### PROBLEM REQUIREMENTS:
Reproduce word for word the passage of the AWS Well-Architected Framework page below that runs from "Not a Checklist" through "what you’re sacrificing.".

AWS Well-Architected Framework

AWS

What is the AWS Well-Architected Framework
The Six Pillars
How to Use the Framework
Trade-Offs Between Pillars
Applying the Framework to Service Selection
Key Takeaways

What is the AWS Well-Architected Framework

The AWS Well-Architected Framework provides a consistent approach for evaluating cloud architectures and implementing designs that scale with your application needs. It describes key concepts, design principles, and architectural best practices for designing and operating workloads in the cloud.

Purpose

The framework helps architects:

Evaluate trade-offs between different architectural approaches
Make informed decisions about service selection and design patterns
Identify areas for improvement in existing architectures
Understand the business impact of architectural decisions

Not a Checklist

The framework provides guiding principles, not mandatory requirements. Every architectural decision involves trade-offs. The framework helps you understand what you’re optimizing for and what you’re sacrificing.

The Six Pillars

The framework organizes best practices into six pillars. Each pillar represents a different aspect of building cloud systems.

### Position identification records:
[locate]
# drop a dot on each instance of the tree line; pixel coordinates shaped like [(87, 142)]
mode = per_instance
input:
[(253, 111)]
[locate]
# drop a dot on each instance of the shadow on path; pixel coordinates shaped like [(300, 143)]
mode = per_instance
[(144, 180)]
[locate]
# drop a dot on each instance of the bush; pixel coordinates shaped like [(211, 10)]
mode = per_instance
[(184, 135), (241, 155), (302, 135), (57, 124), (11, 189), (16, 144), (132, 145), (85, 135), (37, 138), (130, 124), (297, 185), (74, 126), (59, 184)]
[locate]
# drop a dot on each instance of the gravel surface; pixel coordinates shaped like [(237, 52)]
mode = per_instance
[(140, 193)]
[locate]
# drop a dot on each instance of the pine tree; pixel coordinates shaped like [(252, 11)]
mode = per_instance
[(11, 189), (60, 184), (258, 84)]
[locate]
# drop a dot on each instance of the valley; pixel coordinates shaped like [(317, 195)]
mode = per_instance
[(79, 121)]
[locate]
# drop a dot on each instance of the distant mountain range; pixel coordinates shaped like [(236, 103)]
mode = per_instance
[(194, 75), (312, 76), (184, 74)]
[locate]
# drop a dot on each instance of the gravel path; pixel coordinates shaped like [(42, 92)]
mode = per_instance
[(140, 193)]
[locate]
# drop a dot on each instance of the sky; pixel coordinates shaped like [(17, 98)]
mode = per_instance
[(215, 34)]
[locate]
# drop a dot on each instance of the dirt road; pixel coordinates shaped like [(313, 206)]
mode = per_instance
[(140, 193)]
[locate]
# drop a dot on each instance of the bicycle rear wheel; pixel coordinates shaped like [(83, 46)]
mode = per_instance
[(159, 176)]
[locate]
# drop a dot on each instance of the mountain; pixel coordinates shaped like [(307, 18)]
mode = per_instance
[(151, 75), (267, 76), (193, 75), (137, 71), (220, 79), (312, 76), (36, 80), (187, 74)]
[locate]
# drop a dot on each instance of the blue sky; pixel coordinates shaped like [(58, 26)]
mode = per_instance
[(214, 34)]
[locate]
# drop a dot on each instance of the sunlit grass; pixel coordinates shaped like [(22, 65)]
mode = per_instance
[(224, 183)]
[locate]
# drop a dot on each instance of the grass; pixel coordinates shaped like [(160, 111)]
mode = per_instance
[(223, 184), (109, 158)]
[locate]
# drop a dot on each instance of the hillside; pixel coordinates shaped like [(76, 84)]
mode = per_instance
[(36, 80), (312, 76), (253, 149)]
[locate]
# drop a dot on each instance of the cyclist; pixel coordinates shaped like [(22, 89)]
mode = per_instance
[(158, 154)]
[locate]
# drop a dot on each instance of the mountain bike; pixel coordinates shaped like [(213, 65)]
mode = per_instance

### SOLUTION FOR THIS TASK:
Not a Checklist

The framework provides guiding principles, not mandatory requirements. Every architectural decision involves trade-offs. The framework helps you understand what you’re optimizing for and what you’re sacrificing.